### Exercise
Convert every line of the records into a JSON list of strings, one string per line, leaving out any blank lines.

Collected data entries
■ ■ ■ ■

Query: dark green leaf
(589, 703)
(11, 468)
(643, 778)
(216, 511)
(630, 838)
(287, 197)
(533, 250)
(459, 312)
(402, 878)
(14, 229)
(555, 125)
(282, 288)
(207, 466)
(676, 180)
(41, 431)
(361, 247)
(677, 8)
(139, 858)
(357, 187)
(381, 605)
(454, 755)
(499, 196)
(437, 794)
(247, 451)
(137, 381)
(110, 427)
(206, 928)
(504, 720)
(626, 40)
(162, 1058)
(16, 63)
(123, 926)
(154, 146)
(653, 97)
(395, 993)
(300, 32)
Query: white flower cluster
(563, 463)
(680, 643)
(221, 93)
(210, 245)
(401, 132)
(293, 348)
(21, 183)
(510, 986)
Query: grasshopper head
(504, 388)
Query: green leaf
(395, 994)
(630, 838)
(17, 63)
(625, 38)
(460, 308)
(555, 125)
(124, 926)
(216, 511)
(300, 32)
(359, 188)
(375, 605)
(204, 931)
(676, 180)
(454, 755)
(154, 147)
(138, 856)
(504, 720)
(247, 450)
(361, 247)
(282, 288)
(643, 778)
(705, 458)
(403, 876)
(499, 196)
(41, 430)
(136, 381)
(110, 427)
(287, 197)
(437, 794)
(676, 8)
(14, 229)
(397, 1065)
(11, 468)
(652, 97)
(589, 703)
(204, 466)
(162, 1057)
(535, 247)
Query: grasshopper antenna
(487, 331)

■ ■ ■ ■

### Task response
[
  "Query: dark green leaf",
  "(589, 703)",
  "(11, 468)",
  "(643, 778)",
  "(216, 511)",
  "(630, 838)",
  "(287, 197)",
  "(533, 250)",
  "(459, 312)",
  "(402, 878)",
  "(14, 229)",
  "(555, 125)",
  "(282, 288)",
  "(207, 466)",
  "(676, 180)",
  "(41, 431)",
  "(361, 247)",
  "(677, 8)",
  "(139, 858)",
  "(357, 187)",
  "(381, 605)",
  "(454, 755)",
  "(499, 196)",
  "(437, 794)",
  "(247, 451)",
  "(137, 381)",
  "(110, 427)",
  "(206, 928)",
  "(504, 720)",
  "(626, 40)",
  "(162, 1058)",
  "(16, 63)",
  "(123, 926)",
  "(154, 146)",
  "(653, 97)",
  "(395, 993)",
  "(300, 32)",
  "Query: white flower cluster",
  "(563, 463)",
  "(680, 643)",
  "(221, 93)",
  "(210, 245)",
  "(401, 132)",
  "(293, 348)",
  "(21, 183)",
  "(510, 986)",
  "Query: grasshopper head",
  "(504, 388)",
  "Query: green leaf",
  "(395, 994)",
  "(630, 838)",
  "(17, 63)",
  "(625, 38)",
  "(460, 308)",
  "(555, 125)",
  "(124, 926)",
  "(216, 511)",
  "(300, 32)",
  "(359, 188)",
  "(375, 605)",
  "(204, 931)",
  "(676, 180)",
  "(454, 755)",
  "(154, 147)",
  "(138, 856)",
  "(504, 720)",
  "(247, 450)",
  "(361, 247)",
  "(282, 288)",
  "(643, 778)",
  "(705, 458)",
  "(403, 876)",
  "(499, 196)",
  "(41, 430)",
  "(136, 381)",
  "(110, 427)",
  "(287, 197)",
  "(437, 794)",
  "(676, 8)",
  "(14, 229)",
  "(397, 1065)",
  "(11, 468)",
  "(652, 97)",
  "(589, 703)",
  "(204, 466)",
  "(162, 1057)",
  "(535, 247)",
  "Query: grasshopper antenna",
  "(487, 331)"
]